> [Document]
-- -- --

Easter isn’t all new clothes, gorgeous masses in stunning church buildings and arguments about red shoes and foot washing.
In some places, Calvary is present in the lives of the people. The Church itself and all its Christian people hang on the cross of persecution.
In other places, such as the United States and Great Britain, society is moving along the continuum toward violent persecution. Christians in those two countries have come to expect and accept that they will be subjected to hate speech against Christians, Christian-bashing on web sites. They are increasingly being forced to accept that they face growing legal discrimination against Christians and moves to force Christian speech and expression out of the public sphere. We are at the “you can go to church all you want, but leave it there,” phase of discrimination, and this discrimination is rapidly becoming government-enforced.

-- -- --

> [Problems to solve]
1. According to the Easter passage, what are Christians in the United States and Great Britain expecting, accepting, or facing? List each one.
2. Pick up the Easter passage right after its last sentence and keep writing.
You won't need the listing that comes next.

> [Available data]
-- -- --

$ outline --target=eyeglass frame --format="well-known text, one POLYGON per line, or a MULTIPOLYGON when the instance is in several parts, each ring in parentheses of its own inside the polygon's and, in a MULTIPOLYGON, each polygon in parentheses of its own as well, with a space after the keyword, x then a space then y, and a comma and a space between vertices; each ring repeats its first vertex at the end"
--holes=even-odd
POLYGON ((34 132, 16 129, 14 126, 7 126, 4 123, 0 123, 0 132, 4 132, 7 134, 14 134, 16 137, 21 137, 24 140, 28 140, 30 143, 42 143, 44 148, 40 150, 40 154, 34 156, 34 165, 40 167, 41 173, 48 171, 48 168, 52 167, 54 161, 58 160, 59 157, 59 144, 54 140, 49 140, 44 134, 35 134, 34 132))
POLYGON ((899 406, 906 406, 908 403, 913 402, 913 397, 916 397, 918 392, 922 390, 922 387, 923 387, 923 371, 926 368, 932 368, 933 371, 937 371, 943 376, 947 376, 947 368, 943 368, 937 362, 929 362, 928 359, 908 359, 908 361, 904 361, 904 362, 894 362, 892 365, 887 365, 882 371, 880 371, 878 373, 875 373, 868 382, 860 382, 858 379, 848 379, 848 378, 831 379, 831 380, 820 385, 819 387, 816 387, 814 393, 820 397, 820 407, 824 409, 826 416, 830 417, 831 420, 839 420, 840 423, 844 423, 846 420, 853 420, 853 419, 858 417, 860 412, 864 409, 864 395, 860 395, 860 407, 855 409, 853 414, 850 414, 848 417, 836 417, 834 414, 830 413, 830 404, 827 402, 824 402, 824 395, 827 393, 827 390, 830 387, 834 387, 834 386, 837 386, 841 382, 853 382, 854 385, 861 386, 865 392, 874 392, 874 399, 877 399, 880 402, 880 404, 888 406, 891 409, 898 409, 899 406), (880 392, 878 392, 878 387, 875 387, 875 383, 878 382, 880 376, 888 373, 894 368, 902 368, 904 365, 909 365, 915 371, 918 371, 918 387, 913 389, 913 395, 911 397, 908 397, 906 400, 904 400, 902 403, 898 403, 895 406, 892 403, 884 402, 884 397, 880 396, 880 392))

-- -- --

> [Exercise responses]
1.
- Hate speech against Christians
- Christian-bashing on web sites
- Growing legal discrimination against Christians
- Moves to force Christian speech and expression out of the public sphere

2.
At the same time, Christians in Egypt fear being kidnapped with no police support to stop it. Christians in Bangladesh have their children stolen and trafficked and again, the police do not punish the traffickers. Christians in North Korea are imprisoned and worked to death. Christians in Nigeria are murdered, tortured and their churches are burned.
I could go on. But there is too much of it for one post.
Here is this week’s roundup of Christian persecution in Six Quick Takes.
1. Nigeria: Easter Attacks Kill 80, Thousands of Christians Flee to the Hills
By BosNewsLife Africa Service – “Nigerian Christians appealed for prayers Tuesday, April 2, after Easter season violence in troubled central Nigeria left as many as 80 people dead and displaced some 4,500 others.
At least 19 people were killed since Easter Sunday when gunmen believed to be nomadic Muslim cattle herders attacked the mostly Christian Atakar group in Kaura district, a remote area of Kaduna state, officials said.
Witnesses said the attacks on three communities, including the Mafang and Zilang villages, killed many women and children. Kaduna police spokesman Aminu Lawan told reporters his forces were still investigating.
Ataka Christians live near Plateau state where authorities claimed fighting between cattle herders, who are mainly Fulani Muslims, and Christian villages killed nearly 60 people in recent days.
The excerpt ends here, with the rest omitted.